Protein piccolo is a protein that in humans is encoded by the PCLO gene.

Function 

Synaptic vesicles dock and fuse in the active zone of the plasma membrane at chemical synapses. The presynaptic cytoskeletal matrix (PCM), which is associated with the active zone and is situated between synaptic vesicles, is thought to be involved in maintaining the neurotransmitter release site in register with the postsynaptic reception apparatus. The cycling of synaptic vesicles is a multistep process involving a number of proteins (see MIM 603215). Among the components of the PCM that orchestrate these events are Bassoon (BSN; MIM 604020), RIM (RIMS1; MIM 606629), Oboe (RIMS2; MIM 606630), and Piccolo (PCLO).[supplied by OMIM]

Interactions 

The protein product of PCLO called Piccolo has been shown to interact with number of proteins including GIT1,  the F-actin-binding protein Abp1, PRA1, TRIO, DAAM1, and Profilin.

Clinical relevance 

Recurrent mutations in this gene have been associated to cases of diffuse large B-cell lymphoma. Recent evidence has shown that a homozygous, nonsense PCLO mutation is the genetic cause of the autosomal recessive neurodegenerative disorder, pontocerebellar hypoplasia type III (PCH3).

● **ENTRIES PROVIDED**:
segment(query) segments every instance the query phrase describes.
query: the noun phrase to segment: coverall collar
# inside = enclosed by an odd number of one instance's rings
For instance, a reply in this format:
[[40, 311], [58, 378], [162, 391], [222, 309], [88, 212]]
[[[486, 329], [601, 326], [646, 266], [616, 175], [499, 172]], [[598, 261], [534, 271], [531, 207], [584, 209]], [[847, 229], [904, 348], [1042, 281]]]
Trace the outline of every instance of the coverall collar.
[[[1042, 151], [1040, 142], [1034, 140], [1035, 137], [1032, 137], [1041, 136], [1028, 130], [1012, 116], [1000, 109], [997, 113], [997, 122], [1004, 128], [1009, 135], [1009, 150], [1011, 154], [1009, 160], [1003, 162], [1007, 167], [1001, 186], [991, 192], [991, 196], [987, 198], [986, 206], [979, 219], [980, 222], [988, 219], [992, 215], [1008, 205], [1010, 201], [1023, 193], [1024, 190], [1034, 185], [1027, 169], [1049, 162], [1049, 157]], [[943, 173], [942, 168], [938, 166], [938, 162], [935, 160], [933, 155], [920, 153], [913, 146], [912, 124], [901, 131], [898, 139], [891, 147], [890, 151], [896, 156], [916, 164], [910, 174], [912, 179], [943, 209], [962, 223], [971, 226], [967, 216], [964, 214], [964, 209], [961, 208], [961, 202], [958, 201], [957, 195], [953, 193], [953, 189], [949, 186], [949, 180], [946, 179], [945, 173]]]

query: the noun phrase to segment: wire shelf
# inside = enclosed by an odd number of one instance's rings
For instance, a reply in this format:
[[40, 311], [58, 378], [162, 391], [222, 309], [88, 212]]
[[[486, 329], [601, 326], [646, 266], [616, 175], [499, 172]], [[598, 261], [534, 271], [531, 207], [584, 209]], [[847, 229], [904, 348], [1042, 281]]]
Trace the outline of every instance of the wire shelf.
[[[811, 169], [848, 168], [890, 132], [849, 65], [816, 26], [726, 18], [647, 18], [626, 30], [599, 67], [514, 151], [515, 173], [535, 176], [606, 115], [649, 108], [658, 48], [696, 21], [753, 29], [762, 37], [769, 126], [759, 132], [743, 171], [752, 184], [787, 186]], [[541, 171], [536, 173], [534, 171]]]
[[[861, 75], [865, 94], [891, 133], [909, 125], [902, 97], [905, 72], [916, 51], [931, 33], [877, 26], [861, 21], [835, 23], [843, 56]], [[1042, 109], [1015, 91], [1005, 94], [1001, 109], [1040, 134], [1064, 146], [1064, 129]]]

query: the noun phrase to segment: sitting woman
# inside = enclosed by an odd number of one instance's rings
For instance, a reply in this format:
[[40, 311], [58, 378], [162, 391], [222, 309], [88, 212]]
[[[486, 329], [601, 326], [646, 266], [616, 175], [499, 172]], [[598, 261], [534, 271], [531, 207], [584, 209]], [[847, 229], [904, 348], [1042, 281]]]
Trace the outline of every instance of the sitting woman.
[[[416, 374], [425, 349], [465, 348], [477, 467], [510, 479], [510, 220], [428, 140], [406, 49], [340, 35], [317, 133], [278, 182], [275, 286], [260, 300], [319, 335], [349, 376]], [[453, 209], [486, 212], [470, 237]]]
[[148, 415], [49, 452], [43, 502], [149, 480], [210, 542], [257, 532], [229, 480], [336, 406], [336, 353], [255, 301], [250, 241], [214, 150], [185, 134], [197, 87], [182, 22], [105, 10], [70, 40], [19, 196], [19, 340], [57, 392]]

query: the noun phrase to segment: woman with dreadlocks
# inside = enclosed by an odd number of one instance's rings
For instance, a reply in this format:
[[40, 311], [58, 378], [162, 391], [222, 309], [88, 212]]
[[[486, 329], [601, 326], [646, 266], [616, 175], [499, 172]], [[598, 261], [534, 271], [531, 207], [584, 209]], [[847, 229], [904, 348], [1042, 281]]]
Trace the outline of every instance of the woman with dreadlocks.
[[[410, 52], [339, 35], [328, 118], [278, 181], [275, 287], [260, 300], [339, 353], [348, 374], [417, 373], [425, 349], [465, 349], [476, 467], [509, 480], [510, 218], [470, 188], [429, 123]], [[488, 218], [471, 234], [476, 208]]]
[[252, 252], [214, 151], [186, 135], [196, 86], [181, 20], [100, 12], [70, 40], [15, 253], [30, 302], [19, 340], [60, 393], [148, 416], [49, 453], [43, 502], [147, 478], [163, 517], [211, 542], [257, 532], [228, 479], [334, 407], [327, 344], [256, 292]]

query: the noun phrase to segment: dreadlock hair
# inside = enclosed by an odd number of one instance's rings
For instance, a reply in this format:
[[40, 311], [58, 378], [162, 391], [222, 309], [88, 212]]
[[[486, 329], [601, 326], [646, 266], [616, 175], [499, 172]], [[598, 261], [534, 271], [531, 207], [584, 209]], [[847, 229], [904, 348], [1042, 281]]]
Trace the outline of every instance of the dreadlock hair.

● **YOUR INSTRUCTIONS**: According to the protein piccolo text, what disorder is caused by a homozygous nonsense PCLO mutation?

● **RESULT FOR THIS EXERCISE**: Pontocerebellar hypoplasia type III (PCH3), an autosomal recessive neurodegenerative disorder.